**Short exercise**
Copy the lines below word for word, starting at the line that contains "Would it be possible for you to detect the grassy" and ending at the line that contains "[51,18,96,55]".

**Provided data**
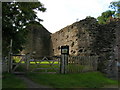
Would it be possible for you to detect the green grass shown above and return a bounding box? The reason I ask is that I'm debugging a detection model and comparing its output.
[27,72,118,88]
[2,73,27,88]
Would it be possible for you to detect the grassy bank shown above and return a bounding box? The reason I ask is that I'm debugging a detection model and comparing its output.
[27,72,118,88]
[2,73,27,88]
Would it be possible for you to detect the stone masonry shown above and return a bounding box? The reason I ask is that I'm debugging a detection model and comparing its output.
[51,18,96,55]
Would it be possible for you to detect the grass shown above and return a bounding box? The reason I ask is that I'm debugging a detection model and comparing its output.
[2,73,27,88]
[27,72,118,88]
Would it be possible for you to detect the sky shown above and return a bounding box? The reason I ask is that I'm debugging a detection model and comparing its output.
[37,0,116,33]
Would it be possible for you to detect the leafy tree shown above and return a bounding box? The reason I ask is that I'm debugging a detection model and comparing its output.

**Result**
Would it be possible for you to detect the grassy bank shown above and return a bounding box? The reason I ask is that I'm debugging a detection model and comparing its output.
[27,72,118,88]
[2,73,27,88]
Would it be possible for you to detect the stone masonry shown above and return a bounding box? The reason I ask is that I'm debugging a detection model and comparing its output.
[51,18,96,55]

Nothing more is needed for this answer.